** begin Extracted entries **
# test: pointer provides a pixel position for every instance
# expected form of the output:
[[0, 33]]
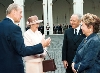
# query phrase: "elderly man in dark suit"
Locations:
[[72, 38], [12, 46]]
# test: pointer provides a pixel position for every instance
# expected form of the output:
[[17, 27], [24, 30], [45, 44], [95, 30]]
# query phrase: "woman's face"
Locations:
[[34, 27], [86, 30]]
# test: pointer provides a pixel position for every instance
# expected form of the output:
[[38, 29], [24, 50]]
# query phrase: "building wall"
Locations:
[[62, 9]]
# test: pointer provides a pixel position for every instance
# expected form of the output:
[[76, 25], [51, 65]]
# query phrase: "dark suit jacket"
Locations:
[[88, 55], [70, 44], [12, 48]]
** end Extracted entries **
## Stated task
Extract every one of the lines above and reproduce them word for word, leaving out the picture.

## Exercise answer
# test: pointer provides a pixel position for every instance
# expected form of the output:
[[0, 33]]
# query phrase: "elderly man in dark suit"
Locations:
[[72, 38], [12, 46]]
# test: pointer provides a pixel position for every instance
# expected form of the output:
[[17, 27], [24, 30], [45, 44], [95, 30]]
# query phrase: "woman's face"
Locations:
[[34, 27], [86, 30]]
# test: pointer provides a pixel position for every instance
# expected form of the output:
[[38, 29], [24, 50]]
# query phrase: "building wall"
Locations:
[[62, 9]]
# test: pointer provides a pixel position for every instance
# expected form of the output:
[[76, 25], [51, 65]]
# query phrase: "dark suit jacket"
Locations:
[[88, 55], [70, 44], [12, 48]]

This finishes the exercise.